- _What to produce_
The data should be transcribed in its entirety, word for word.

Point localization data
[Start of Attachment]

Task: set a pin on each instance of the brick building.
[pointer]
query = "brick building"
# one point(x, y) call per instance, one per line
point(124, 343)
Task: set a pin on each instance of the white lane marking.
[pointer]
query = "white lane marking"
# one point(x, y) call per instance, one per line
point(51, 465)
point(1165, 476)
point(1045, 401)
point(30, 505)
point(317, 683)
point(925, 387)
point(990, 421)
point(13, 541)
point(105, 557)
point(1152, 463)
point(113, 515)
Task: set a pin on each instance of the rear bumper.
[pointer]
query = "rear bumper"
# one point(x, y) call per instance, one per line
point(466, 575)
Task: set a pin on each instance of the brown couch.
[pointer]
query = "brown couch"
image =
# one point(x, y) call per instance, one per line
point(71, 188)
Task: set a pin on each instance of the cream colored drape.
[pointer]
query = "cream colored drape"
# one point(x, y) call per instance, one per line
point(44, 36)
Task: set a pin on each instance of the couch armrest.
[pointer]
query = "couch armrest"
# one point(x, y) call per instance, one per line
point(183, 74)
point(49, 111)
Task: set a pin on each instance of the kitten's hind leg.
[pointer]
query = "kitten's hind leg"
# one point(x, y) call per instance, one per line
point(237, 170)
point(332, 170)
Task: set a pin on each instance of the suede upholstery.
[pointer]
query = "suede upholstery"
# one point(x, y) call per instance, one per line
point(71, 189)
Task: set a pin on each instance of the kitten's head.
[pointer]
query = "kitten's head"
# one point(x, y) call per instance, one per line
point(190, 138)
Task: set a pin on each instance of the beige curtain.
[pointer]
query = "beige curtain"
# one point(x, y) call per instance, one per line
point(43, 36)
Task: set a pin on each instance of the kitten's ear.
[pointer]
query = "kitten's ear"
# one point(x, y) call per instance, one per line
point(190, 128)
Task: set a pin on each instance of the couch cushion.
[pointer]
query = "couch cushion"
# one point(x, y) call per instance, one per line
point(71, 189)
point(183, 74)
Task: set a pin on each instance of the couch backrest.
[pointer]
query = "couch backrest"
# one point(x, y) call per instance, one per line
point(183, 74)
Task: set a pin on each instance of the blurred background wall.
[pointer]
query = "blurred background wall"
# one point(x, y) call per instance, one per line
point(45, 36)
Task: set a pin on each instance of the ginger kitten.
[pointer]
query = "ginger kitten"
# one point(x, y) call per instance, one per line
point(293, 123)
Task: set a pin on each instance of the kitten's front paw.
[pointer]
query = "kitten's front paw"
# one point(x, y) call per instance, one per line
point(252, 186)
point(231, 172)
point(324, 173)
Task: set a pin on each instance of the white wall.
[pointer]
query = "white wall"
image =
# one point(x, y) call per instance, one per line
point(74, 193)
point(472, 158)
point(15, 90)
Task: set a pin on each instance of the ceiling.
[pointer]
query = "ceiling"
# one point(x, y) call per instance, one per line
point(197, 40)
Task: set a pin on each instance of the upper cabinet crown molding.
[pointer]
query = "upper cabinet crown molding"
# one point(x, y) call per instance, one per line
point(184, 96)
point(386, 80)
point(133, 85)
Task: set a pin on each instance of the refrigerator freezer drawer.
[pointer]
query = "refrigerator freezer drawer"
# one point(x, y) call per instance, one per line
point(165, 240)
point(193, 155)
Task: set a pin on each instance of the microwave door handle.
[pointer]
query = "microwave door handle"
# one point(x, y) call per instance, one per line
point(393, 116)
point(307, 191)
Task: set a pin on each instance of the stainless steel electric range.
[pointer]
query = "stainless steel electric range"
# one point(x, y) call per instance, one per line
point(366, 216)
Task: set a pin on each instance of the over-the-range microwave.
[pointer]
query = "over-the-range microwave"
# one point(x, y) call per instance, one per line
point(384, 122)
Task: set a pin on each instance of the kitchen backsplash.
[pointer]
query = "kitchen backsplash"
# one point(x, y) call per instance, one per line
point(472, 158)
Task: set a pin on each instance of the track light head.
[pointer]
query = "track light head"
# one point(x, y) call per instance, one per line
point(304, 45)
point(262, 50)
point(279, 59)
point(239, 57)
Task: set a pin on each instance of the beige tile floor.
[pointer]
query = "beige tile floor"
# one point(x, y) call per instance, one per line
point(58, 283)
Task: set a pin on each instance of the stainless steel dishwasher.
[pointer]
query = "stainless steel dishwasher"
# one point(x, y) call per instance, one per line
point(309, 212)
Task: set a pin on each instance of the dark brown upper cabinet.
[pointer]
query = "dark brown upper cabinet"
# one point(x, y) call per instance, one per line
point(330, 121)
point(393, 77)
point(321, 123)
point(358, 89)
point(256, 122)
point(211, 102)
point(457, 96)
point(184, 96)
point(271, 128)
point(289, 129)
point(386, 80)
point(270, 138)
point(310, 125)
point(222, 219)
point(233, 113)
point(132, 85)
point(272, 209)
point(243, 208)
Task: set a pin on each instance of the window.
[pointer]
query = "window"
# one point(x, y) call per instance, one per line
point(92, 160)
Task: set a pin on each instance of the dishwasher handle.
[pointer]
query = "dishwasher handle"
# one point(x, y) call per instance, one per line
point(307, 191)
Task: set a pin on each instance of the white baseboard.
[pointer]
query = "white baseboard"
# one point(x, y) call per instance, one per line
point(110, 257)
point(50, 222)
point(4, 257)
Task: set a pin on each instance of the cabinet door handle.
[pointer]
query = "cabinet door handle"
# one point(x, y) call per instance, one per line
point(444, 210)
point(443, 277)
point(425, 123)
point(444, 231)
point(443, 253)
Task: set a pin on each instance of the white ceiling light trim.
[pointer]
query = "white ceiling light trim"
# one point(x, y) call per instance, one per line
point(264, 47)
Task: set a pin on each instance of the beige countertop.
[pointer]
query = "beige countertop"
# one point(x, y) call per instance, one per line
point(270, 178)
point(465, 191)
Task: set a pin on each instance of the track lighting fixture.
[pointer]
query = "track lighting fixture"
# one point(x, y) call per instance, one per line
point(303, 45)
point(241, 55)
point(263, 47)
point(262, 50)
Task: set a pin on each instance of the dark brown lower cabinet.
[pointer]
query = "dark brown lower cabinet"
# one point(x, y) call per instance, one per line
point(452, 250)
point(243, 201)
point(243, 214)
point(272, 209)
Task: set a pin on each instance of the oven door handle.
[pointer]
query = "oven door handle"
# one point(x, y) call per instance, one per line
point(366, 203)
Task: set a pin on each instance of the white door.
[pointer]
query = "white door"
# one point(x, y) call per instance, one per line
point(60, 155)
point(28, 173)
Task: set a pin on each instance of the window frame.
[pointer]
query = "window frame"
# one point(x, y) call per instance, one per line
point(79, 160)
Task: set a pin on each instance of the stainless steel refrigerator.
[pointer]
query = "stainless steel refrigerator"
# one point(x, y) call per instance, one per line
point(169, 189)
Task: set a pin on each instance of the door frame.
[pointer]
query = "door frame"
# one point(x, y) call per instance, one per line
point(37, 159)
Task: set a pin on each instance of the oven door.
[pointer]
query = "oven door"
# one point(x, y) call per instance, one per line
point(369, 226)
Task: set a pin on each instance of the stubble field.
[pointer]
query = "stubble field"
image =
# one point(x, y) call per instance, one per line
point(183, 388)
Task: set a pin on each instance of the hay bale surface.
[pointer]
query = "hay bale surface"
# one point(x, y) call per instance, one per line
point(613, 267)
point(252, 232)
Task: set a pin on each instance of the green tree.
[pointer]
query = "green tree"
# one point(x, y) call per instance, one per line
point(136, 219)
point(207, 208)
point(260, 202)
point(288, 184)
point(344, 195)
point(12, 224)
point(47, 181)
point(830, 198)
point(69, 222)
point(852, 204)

[End of Attachment]

- _Written response_
Task: set a pin on each instance of the brick building.
[pointer]
query = "brick building"
# one point(x, y) call per instance, one per line
point(124, 343)
Task: set a pin on each instance of the white lane marking.
[pointer]
query = "white lane marking"
# one point(x, y) call per instance, one per line
point(51, 465)
point(1165, 476)
point(1045, 401)
point(30, 505)
point(317, 683)
point(925, 387)
point(990, 421)
point(13, 541)
point(105, 557)
point(1152, 463)
point(113, 515)
Task: set a pin on each instance of the rear bumper.
[pointer]
query = "rear bumper"
# one point(x, y) call per instance, one per line
point(466, 575)
Task: set a pin on each instance of the brown couch.
[pointer]
query = "brown couch"
image =
# one point(x, y) call per instance, one per line
point(71, 188)
Task: set a pin on each instance of the cream colored drape.
[pointer]
query = "cream colored drape"
# one point(x, y) call per instance, one per line
point(44, 36)
Task: set a pin on each instance of the couch armrest.
[pointer]
query = "couch armrest"
# one point(x, y) call per instance, one per line
point(183, 74)
point(49, 111)
Task: set a pin on each instance of the kitten's hind leg.
[pointer]
query = "kitten's hind leg"
# one point(x, y) call per instance, one per line
point(237, 170)
point(332, 170)
Task: set a pin on each instance of the suede upholstery.
[pointer]
query = "suede upholstery"
# one point(x, y) call per instance, one per line
point(71, 189)
Task: set a pin on each instance of the kitten's head.
[pointer]
query = "kitten's head"
# one point(x, y) call per instance, one per line
point(190, 138)
Task: set a pin on each instance of the beige curtain.
[pointer]
query = "beige curtain"
# one point(x, y) call per instance, one per line
point(43, 36)
Task: set a pin on each instance of the kitten's ear.
[pointer]
query = "kitten's ear"
# one point(x, y) call per instance, one per line
point(190, 128)
Task: set a pin on each instance of the couch cushion.
[pointer]
query = "couch cushion"
# one point(x, y) call per instance, one per line
point(71, 189)
point(183, 74)
Task: set a pin on each instance of the couch backrest.
[pointer]
query = "couch backrest"
# one point(x, y) call per instance, one per line
point(183, 74)
Task: set a pin on each instance of the blurred background wall.
[pointer]
query = "blurred background wall"
# one point(x, y) call per instance, one per line
point(45, 36)
Task: set a pin on each instance of the ginger kitten.
[pointer]
query = "ginger kitten"
# one point(x, y) call per instance, one per line
point(293, 123)
Task: set a pin on each instance of the kitten's front paw.
[pointer]
query = "kitten's front paw"
# one point(x, y) call per instance, one per line
point(252, 186)
point(231, 172)
point(324, 173)
Task: set a pin on each instance of the white wall.
[pointer]
query = "white wall"
image =
# one point(x, y) call per instance, one per line
point(74, 193)
point(472, 158)
point(15, 90)
Task: set a pin on each instance of the ceiling.
[pointer]
query = "ceiling"
# one point(x, y) call per instance, one per line
point(197, 40)
Task: set a pin on each instance of the upper cabinet crown molding.
[pointer]
query = "upper cabinet crown molding"
# one point(x, y) call per instance, one per line
point(184, 96)
point(386, 80)
point(133, 85)
Task: set a pin on each instance of the refrigerator freezer drawer.
[pointer]
query = "refrigerator freezer drawer"
# one point(x, y) call per instance, one per line
point(165, 240)
point(193, 155)
Task: set a pin on each instance of the microwave door handle.
[pointer]
query = "microwave door handle"
# one point(x, y) call per instance, one per line
point(393, 116)
point(307, 191)
Task: set a pin on each instance of the stainless steel electric range.
[pointer]
query = "stainless steel electric range"
# one point(x, y) call per instance, one per line
point(366, 216)
Task: set a pin on each instance of the over-the-range microwave.
[pointer]
query = "over-the-range microwave"
# one point(x, y) call per instance, one per line
point(384, 122)
Task: set a pin on each instance of the kitchen backsplash.
[pointer]
query = "kitchen backsplash"
# one point(x, y) call per instance, one per line
point(472, 158)
Task: set a pin on each instance of the track light head.
[pointer]
query = "track light head"
# one point(x, y) call per instance, one per line
point(304, 45)
point(262, 50)
point(279, 59)
point(239, 57)
Task: set a pin on each instance of the beige tile floor.
[pointer]
query = "beige tile floor"
# one point(x, y) call per instance, one per line
point(58, 283)
Task: set a pin on each instance of the stainless steel dishwasher.
[pointer]
query = "stainless steel dishwasher"
# one point(x, y) call per instance, one per line
point(309, 212)
Task: set a pin on each instance of the dark brown upper cabinet.
[pointer]
query = "dark brown upper cabinet"
# one point(x, y) call per instance, one per line
point(330, 121)
point(393, 77)
point(321, 123)
point(358, 89)
point(256, 122)
point(211, 102)
point(457, 96)
point(184, 96)
point(271, 128)
point(289, 129)
point(386, 80)
point(270, 138)
point(310, 125)
point(222, 219)
point(233, 113)
point(132, 85)
point(272, 209)
point(243, 208)
Task: set a pin on each instance of the window.
[pointer]
query = "window"
# one point(x, y) call per instance, one per line
point(92, 160)
Task: set a pin on each instance of the dishwasher handle.
[pointer]
query = "dishwasher handle"
# one point(x, y) call per instance, one per line
point(307, 191)
Task: set a pin on each instance of the white baseboard.
[pointer]
query = "white baseboard"
# one point(x, y) call per instance, one per line
point(110, 257)
point(50, 222)
point(4, 257)
Task: set a pin on each instance of the cabinet door handle.
[pointer]
query = "cabinet door handle"
# one point(x, y) call per instance, one per line
point(444, 210)
point(443, 277)
point(425, 123)
point(444, 231)
point(443, 253)
Task: set a pin on each instance of the white ceiling light trim.
[pointer]
query = "white ceiling light trim"
# one point(x, y) call per instance, one per line
point(264, 47)
Task: set a pin on each instance of the beige countertop.
[pointer]
query = "beige countertop"
# one point(x, y) call per instance, one per line
point(270, 178)
point(465, 191)
Task: set a pin on each instance of the track lighting fixture.
[pointer]
query = "track lighting fixture"
# one point(x, y) call per instance, one per line
point(303, 45)
point(241, 55)
point(263, 47)
point(262, 50)
Task: set a pin on each instance of the dark brown lower cabinet.
[pointer]
query = "dark brown lower cabinet"
# one point(x, y) call per instance, one per line
point(452, 250)
point(243, 201)
point(243, 214)
point(272, 209)
Task: set a pin on each instance of the oven door handle.
[pointer]
query = "oven door handle"
# one point(x, y) call per instance, one per line
point(366, 203)
Task: set a pin on each instance of the white door.
[pointer]
query = "white door"
# one point(x, y) call per instance, one per line
point(60, 155)
point(28, 173)
Task: set a pin on each instance of the window frame.
[pointer]
query = "window frame"
# one point(x, y) call per instance, one per line
point(79, 160)
Task: set a pin on each instance of the stainless steel refrigerator.
[pointer]
query = "stainless steel refrigerator"
# one point(x, y) call per instance, one per line
point(169, 189)
Task: set a pin on each instance of the door frame.
[pointer]
query = "door frame"
# one point(x, y) call per instance, one per line
point(37, 159)
Task: set a pin on each instance of the oven door.
[pointer]
query = "oven door"
# one point(x, y) call per instance, one per line
point(369, 226)
Task: set a pin on each instance of the stubble field.
[pointer]
query = "stubble field"
image =
# one point(x, y) call per instance, one per line
point(183, 388)
Task: set a pin on each instance of the hay bale surface.
[pointer]
query = "hay bale surface"
# one point(x, y) call per instance, one per line
point(613, 267)
point(252, 232)
Task: set a pin on each instance of the green tree.
[pointer]
query = "green tree"
# one point(x, y) call per instance, one per line
point(136, 219)
point(207, 208)
point(260, 202)
point(288, 184)
point(344, 195)
point(12, 224)
point(47, 181)
point(830, 198)
point(69, 222)
point(852, 204)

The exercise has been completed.